Aufgabenstellung >>
- A) Zitieren Sie die Auflistung wortgetreu vom Anfang bis einschließlich der Zeile mit "pixel 956 586".
- B) Schreiben Sie den Bericht über das Austauschjahr in Weißenhorn ab dem Punkt weiter, an dem er aufhört.

Vorliegender Text >>
Wie ich aus einer chinesischen Millionenstadt in ein deutsches Dorf kam.
Ich bin wirklich froh, dass ich mich dazu entschlossen habe, von August 2012 bis Juli 2013 ein Austauschjahr in Deutschland zu verbringen. Denn ich habe sehr viel gelernt und gesehen. In Deutschland wohnte ich in einem kleinen Dorf. Dort ist es ganz anders als in meiner Heimatstadt in China. Ich begann ein völlig neues Leben dort.
Das Dorf heißt Weißenhorn und hat 13.228 Einwohner, wie mir Wikipedia jetzt mitteilt. Aber ich habe bisher immer gedacht, dass es nicht mehr als allerhöchstens 3.000 Einwohner hat, weil es auf mich ziemlich klein wirkte. Es ist eine kleine Stadt, aber mir kam es vor wie ein Dorf. Meine Heimatstadt Shenzhen umfasst ein Stadtgebiet von circa 2.100 Quadratkilometern, das entspricht ungefähr der vierfachen Fläche des Bodensees in Deutschland. Die Stadt grenzt direkt an Hongkong, nur ein Fluss trennt beide Städte. Gemäß der Einwohner-Statistik gab es in Shenzhen im Jahr 2011 insgesamt circa 10,5 Millionen Einwohner. Deswegen hatte ich den Eindruck, dass Weißenhorn ein kleines Dorf ist. Jeder kennt jeden, weil Weißenhorn ziemlich klein ist. Man sagt immer „Hallo“ zueinander – das passiert in Shenzhen nie.
In Weißenhorn bin ich jeden Tag mit dem Fahrrad zur Schule gefahren. Es dauert nur acht Minuten. In Shenzhen dagegen lebe ich in der Schule, nicht in meinem Haus. Wir Schüler übernachten in einem Schlafsaal, zu acht. Es ist nicht erlaubt, in Shenzhen Fahrrad zu fahren. Man muss andere Verkehrsmittel benutzen. In dieser Hinsicht mag ich Weißenhorn mehr als Shenzhen. Alle Geschäfte in Weißenhorn schließen spätestens um 19:30 Uhr. Das hat mich zuerst irritiert, weil mein größtes Hobby Einkaufen ist. Es gibt nur zwei Supermärkte für normales Essen, aber kein Einkaufszentrum. Ich muss dort immer mit dem Bus fahren, wenn ich Shoppen will. Das dauert sehr lang. Im Gegensatz dazu gibt es viele Shoppingzentren in Shenzhen und fast alle Läden schließen um 23 Uhr.

Rohdaten:

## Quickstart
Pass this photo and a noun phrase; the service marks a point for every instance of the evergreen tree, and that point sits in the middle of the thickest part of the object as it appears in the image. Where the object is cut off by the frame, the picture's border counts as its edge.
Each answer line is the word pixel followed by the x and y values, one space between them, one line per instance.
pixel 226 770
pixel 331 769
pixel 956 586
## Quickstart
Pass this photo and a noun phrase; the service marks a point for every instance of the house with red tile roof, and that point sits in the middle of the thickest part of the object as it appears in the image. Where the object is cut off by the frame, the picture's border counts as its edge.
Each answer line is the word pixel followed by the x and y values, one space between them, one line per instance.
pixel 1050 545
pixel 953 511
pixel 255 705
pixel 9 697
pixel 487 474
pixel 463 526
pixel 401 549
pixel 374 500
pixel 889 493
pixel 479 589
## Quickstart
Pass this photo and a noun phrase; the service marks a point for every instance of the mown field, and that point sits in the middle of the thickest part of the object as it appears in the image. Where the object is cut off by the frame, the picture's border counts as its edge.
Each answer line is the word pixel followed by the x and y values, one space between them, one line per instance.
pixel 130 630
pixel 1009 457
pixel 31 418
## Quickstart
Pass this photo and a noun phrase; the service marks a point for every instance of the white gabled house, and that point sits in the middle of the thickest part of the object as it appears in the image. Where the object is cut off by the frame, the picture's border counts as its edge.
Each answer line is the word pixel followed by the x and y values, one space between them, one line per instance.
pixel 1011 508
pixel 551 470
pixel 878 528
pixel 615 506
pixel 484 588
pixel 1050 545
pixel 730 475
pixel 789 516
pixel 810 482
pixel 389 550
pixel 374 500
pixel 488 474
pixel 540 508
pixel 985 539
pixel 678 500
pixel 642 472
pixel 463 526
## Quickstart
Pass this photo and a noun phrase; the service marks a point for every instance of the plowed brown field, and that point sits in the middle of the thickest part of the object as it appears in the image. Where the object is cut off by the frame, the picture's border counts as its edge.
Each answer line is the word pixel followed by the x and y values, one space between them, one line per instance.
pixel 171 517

Lösungen der Reihe nach >>
- A)
## Quickstart
Pass this photo and a noun phrase; the service marks a point for every instance of the evergreen tree, and that point sits in the middle of the thickest part of the object as it appears in the image. Where the object is cut off by the frame, the picture's border counts as its edge.
Each answer line is the word pixel followed by the x and y values, one space between them, one line per instance.
pixel 226 770
pixel 331 769
pixel 956 586

- B)
Ein anderer Unterschied zwischen Weißenhorn und Shenzhen ist ihre Geschichte. Weißenhorn ist eine alte Stadt. Aber Shenzhen ist eine ganz neue Stadt mit einer nur 33-jährigen Geschichte. Man kann also sagen, dass Shenzhen über Nacht gebaut wurde, und der „Shenzhen-Speed“ ist mittlerweile weltbekannt: Alles rast, die Menschen, die Autos, das Leben. Die Unterschiede im Leben der Menschen in Weißenhorn sind nicht groß. In Shenzen aber gibt es Riesenunterschiede: Von 10,5 Millionen Einwohnern haben nur 2,6 Millionen einen in Shenzhen ausgestellten Pass. Der Rest der Bevölkerung sind Zuwanderer, Wanderarbeiter und arme Bevölkerung. Das Phänomen Shenzhen hat eine ungeheure Anziehungskraft und man sieht eine Stadt mit zwei Gesichtern. Der Unterschied zwischen Reich und Arm wird hier extrem deutlich.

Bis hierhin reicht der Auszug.